* _Provided passage_:
The 2026 FIFA World Cup isn’t the tournament you’re used to betting on. 48 teams across 12 groups of four, a brand-new Round of 32, and Canada playing on home soil that changes how markets work, how bets settle, and where the value sits.
Most of what’s out there is still built around the old 32-team format. Below: the 2026 structure stage by stage, settlement rules that’ll actually matter when you’re staring at a knockout-round slip, and what you need to know about backing Canada at home.
The 2026 format: what’s actually changed
The tournament runs June 11 through July 19, 2026, across 16 cities in the U.S., Canada, and Mexico.
Group stage (June 11 to 27): 48 teams divided into 12 groups of four. Each team plays three round-robin matches. The top two from each group advance automatically (24 teams), plus the eight best third-place teams across all 12 groups. That’s 32 teams moving on.
Third-place tiebreakers follow a strict hierarchy: points, goal difference, goals scored, head-to-head record, then fair play (disciplinary record). Worth flagging for group qualification markets as a late red card could genuinely knock a third-place team out.
Round of 32 (June 28 to July 3): Brand-new stage; never existed at a World Cup before. Sixteen single-elimination matches, group winners paired against qualifying third-place teams. Win or go home.

* _Given problem_: In the 2026 World Cup guide above, what dates does the Round of 32 span?

* _Source material_:

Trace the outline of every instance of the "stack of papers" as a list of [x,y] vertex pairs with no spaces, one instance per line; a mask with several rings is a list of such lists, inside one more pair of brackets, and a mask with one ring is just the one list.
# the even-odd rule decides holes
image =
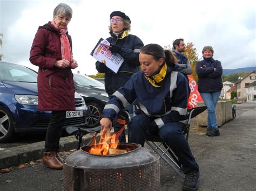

* _Response_: June 28 to July 3.